**Extract:**

But long before all that, the Uinta Basin’s oil will have to make the 300-mile journey through some of the most densely populated and environmentally fragile places in Colorado.

‘When, not if’

Within just a few short years, the Uinta Basin Railway’s construction could result in as many as five fully loaded, two-mile-long oil trains crossing into Colorado through the remote Ruby Canyon every day. Here, on the first leg of their journey through the Centennial State, hugging the north bank of the Colorado River, they will be surrounded on all sides by more than 200,000 acres of protected public lands, including the Black Ridge Canyons Wilderness just across the river, where not even mountain bikes are allowed.

But Ruby Canyon, cherished though it is, hardly tops the list of places that Coloradans living along the oil trains’ path are most concerned about.

Bicycling the Colorado National Monument, Grand Valley in the distance via Colorado.com

From there, the trains will travel the length of the Grand Valley, one of the state’s leading agricultural centers, along an exposed road in the heart of Palisade orchard country, where a rail car recently caught fire. They will wind through the narrow Glenwood Canyon, scarred in recent years by devastating wildfires and mudslides, where conditions bedeviled structural engineers for so long that a 12-mile section of I-70 built into its cliffs became in 1992 the last and most expensive segment of the federal highway system to be completed.

The Colorado River flows through Ruby and Horsethief canyons area near Mack, June 9, 2023. (William Woody for Colorado Newsline)

On their eastbound route to Denver over the Rocky Mountains, the oil trains will pass through 16 different Colorado municipalities, 25 water districts and four national forests. They will gain and drop thousands of feet in elevation and spend mile after mile of their journey in areas not accessible by any road. They will travel along hundred-foot cliff edges, around one of the tightest mainline railroad curves in the country, beside two of its most endangered rivers, through a six-mile tunnel under the Continental Divide, and down a watershed that collects into a vital reservoir for the 1.5 million customers of the Denver Water system.

“It threatens water supplies and the environment, should it spill,” said Kirk Klancke, president of the Colorado River Headwaters chapter of Trout Unlimited, an anglers’ conservation group. “We have more of an attitude of when it spills, not if it spills.”

That attitude is backed up by data from federal regulators, who estimated in a “downline analysis” that Uinta Basin oil trains could, on average, cause a rail accident between Kyune, Utah, and Denver once every 13 months. Accidents severe enough to cause a spill of up to 30,000 gallons of crude oil, regulators predict, will occur roughly once every five years.

The Seven County Infrastructure Coalition, a public body made up of Utah county governments, first sought approval for the railway’s construction in 2019. The Uinta Basin Railway is a “preliminary public-private partnership” between the SCIC, Drexel Hamilton Infrastructure Partners and the Rio Grande Pacific Corporation, a small private rail operator based in Texas. The partnership has said it’s “committed to minimizing and mitigating environmental impacts where possible,” and will comply with “all federal, state, and local environmental regulations.”

The Surface Transportation Board voted 4-1 in December 2021 to approve the project, after the agency’s Office of Environmental Analysis wrote that it “does not expect that downline impacts would be significant.”

But Colorado’s Eagle County has joined environmental groups in suing to overturn the STB’s decision, which it says was based on a faulty and incomplete environmental review. In a legal brief supporting the suit, attorneys representing a group of 10 Colorado city and county governments called the federal government’s analysis “fatally flawed” and argued that its predicted accident rates — alarming as they already are to many communities along the route — understate the true risk level.

**Dataset:**

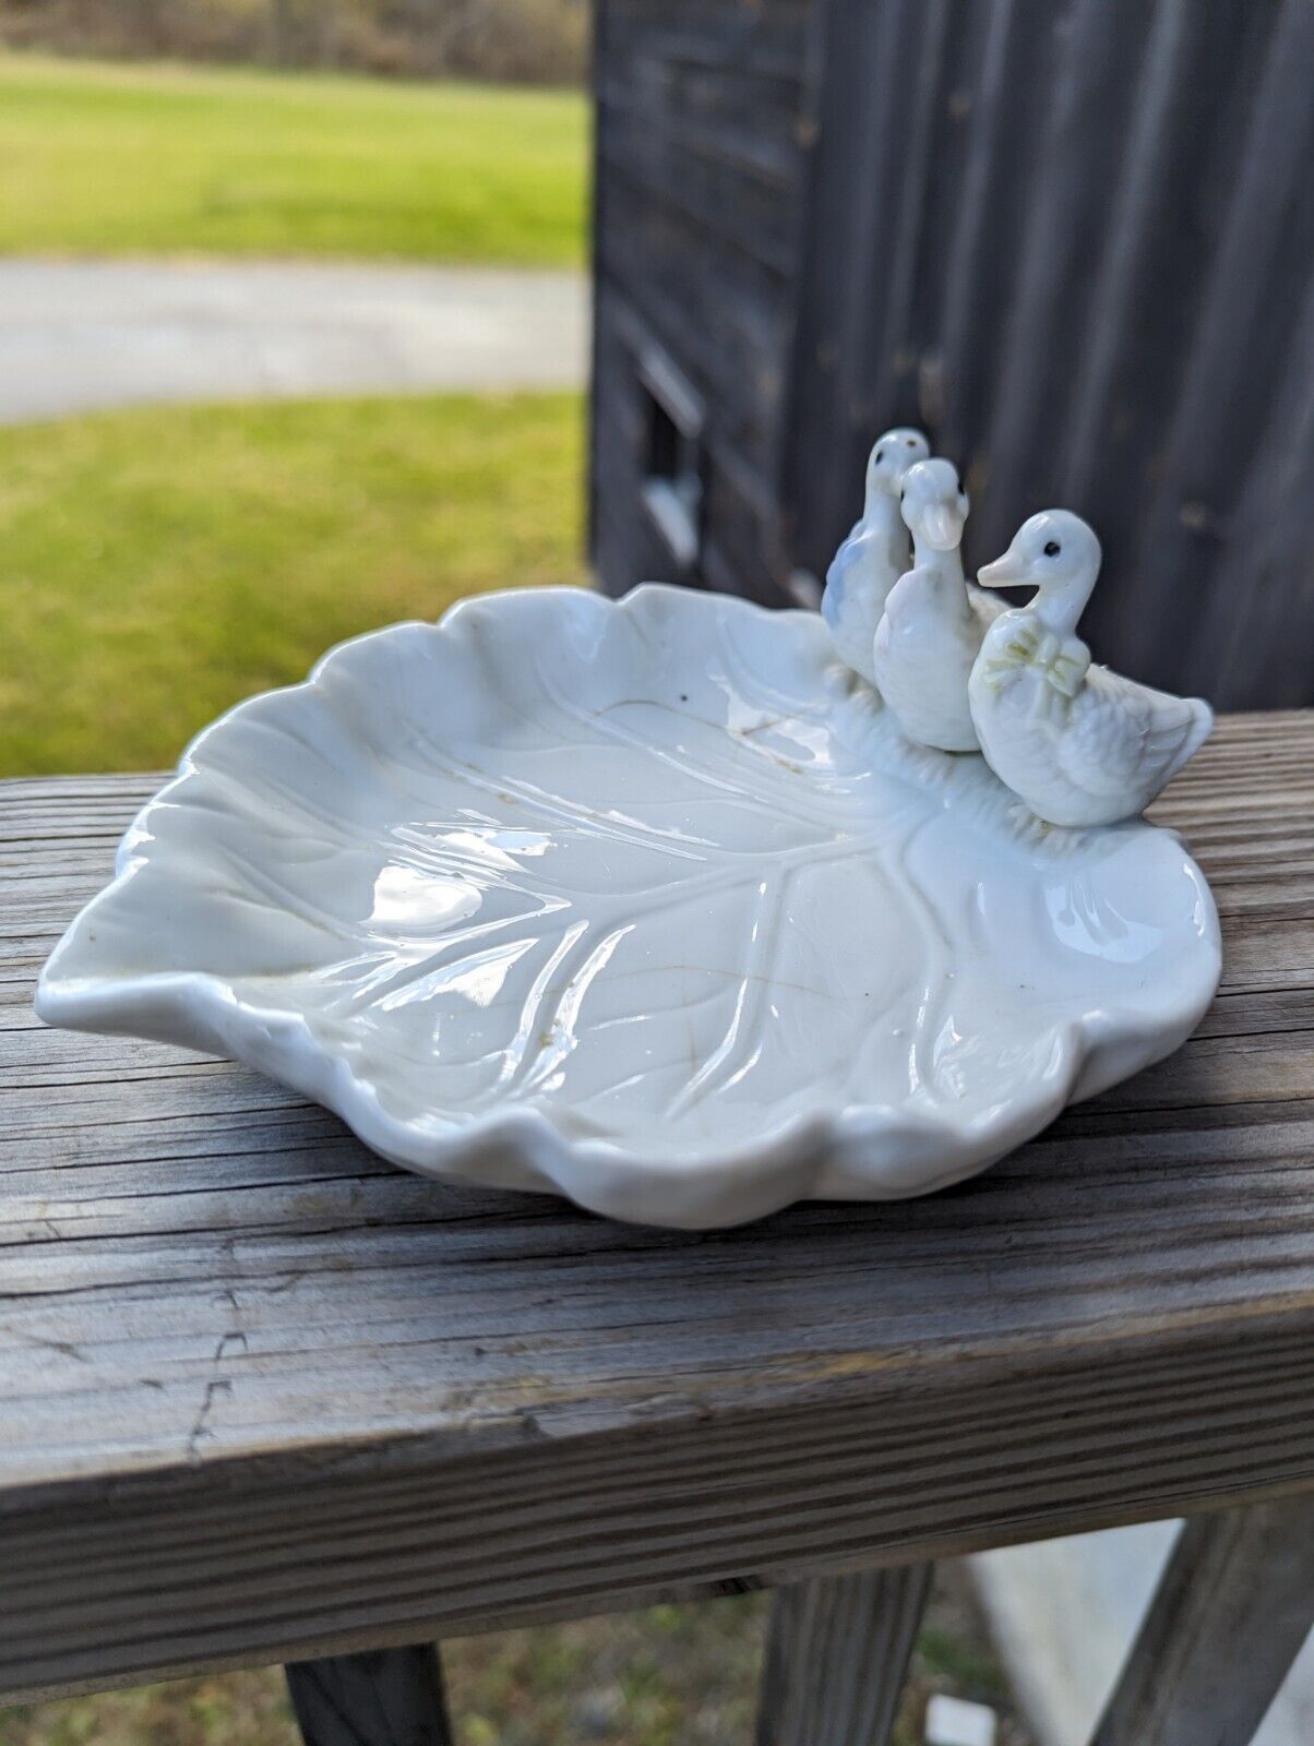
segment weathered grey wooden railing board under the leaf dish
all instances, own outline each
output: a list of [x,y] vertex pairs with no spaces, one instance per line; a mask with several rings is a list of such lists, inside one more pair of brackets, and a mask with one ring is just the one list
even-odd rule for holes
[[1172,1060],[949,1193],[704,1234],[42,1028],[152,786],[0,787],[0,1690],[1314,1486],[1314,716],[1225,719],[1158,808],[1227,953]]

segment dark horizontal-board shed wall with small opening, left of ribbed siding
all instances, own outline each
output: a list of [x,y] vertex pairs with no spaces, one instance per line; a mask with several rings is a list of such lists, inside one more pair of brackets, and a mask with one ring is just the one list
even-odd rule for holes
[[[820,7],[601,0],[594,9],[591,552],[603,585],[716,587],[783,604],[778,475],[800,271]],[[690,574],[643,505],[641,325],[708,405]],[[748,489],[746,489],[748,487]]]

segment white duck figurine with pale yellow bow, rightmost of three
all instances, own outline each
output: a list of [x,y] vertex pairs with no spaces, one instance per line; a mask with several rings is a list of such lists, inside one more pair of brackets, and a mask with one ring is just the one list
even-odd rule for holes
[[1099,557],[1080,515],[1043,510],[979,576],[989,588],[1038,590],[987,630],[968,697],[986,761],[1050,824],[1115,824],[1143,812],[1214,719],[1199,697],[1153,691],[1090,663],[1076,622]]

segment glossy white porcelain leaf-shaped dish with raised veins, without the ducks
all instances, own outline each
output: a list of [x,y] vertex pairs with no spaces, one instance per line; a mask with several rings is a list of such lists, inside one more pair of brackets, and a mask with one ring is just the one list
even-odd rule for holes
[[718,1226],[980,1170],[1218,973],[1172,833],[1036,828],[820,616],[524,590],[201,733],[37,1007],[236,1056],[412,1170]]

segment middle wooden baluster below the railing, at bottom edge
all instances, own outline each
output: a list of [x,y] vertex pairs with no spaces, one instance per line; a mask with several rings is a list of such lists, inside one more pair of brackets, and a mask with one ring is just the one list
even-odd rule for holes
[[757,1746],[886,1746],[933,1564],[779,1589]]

**Instructions for the task:**
According to the article on the Uinta Basin oil trains, how often do regulators predict an accident severe enough to spill up to 30,000 gallons of crude oil? The lines have nothing to do with this.

**Task result:**
Roughly once every five years.